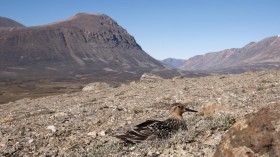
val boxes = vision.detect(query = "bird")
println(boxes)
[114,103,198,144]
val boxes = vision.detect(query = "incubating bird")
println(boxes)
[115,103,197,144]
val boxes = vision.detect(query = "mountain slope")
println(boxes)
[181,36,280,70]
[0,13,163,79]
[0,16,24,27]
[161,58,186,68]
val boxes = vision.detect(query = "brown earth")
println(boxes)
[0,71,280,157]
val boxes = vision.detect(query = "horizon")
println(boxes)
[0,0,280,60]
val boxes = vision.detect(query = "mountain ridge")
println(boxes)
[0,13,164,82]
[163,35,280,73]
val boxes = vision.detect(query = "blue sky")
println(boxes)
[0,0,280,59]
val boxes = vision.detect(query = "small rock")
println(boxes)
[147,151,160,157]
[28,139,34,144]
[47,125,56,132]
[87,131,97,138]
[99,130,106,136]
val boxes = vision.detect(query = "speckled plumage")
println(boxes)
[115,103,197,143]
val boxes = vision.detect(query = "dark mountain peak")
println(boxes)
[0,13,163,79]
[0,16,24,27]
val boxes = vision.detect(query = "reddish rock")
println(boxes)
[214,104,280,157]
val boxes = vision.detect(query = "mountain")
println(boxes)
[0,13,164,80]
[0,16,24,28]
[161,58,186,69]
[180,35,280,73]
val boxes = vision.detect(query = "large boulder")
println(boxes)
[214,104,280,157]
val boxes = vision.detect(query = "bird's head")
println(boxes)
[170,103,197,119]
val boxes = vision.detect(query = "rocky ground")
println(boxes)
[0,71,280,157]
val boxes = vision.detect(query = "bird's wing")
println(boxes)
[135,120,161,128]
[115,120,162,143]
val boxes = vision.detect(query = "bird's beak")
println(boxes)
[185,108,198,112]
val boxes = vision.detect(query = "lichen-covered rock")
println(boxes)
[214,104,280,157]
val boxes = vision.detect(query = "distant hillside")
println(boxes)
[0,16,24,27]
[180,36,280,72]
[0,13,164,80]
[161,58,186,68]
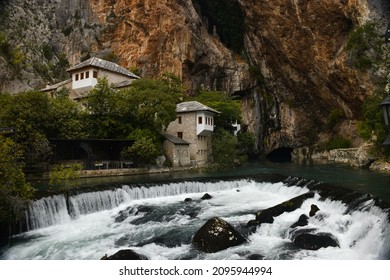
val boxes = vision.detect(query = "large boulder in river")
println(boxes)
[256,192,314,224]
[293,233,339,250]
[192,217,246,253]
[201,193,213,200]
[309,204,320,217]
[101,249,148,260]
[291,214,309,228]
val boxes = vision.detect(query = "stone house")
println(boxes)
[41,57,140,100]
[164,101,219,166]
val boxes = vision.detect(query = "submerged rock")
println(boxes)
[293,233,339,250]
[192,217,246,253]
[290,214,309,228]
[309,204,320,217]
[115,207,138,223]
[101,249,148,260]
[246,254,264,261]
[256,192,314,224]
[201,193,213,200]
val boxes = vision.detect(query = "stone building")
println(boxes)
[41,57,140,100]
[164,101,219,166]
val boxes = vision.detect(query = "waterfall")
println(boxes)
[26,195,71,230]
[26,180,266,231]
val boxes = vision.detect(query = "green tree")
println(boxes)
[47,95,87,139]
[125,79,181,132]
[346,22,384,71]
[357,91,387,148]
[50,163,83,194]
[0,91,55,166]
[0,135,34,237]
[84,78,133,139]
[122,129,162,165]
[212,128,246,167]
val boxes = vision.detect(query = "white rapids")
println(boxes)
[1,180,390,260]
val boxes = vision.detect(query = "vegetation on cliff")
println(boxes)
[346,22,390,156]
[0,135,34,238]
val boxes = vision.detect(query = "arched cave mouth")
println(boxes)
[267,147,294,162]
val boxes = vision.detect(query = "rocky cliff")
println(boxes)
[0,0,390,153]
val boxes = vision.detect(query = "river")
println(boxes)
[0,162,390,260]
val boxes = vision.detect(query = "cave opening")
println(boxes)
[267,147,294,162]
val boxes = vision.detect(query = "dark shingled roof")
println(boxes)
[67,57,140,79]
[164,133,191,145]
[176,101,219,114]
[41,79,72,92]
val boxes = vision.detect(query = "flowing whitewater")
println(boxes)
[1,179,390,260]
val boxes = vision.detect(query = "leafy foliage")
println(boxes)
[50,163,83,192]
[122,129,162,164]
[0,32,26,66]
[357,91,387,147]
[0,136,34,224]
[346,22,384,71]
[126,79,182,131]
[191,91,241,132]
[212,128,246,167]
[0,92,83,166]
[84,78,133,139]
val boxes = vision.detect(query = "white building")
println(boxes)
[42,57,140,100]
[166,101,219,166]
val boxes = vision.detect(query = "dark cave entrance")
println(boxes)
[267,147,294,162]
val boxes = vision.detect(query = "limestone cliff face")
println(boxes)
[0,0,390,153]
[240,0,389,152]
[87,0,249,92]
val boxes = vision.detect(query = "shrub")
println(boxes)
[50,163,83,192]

● Schriftliche Aufgabe
Übertragen Sie die Daten unverändert, beginnend am Anfang der Daten und endend mit der Zeile, die „[163,35,280,73]“ enthält, wobei beide Grenzen eingeschlossen sind. Die Bilder sind in der Antwort wegzulassen.

● Schriftliche Antwort
val boxes = vision.detect(query = "bird")
println(boxes)
[114,103,198,144]
val boxes = vision.detect(query = "incubating bird")
println(boxes)
[115,103,197,144]
val boxes = vision.detect(query = "mountain slope")
println(boxes)
[181,36,280,70]
[0,13,163,79]
[0,16,24,27]
[161,58,186,68]
val boxes = vision.detect(query = "brown earth")
println(boxes)
[0,71,280,157]
val boxes = vision.detect(query = "horizon")
println(boxes)
[0,0,280,60]
val boxes = vision.detect(query = "mountain ridge")
println(boxes)
[0,13,164,82]
[163,35,280,73]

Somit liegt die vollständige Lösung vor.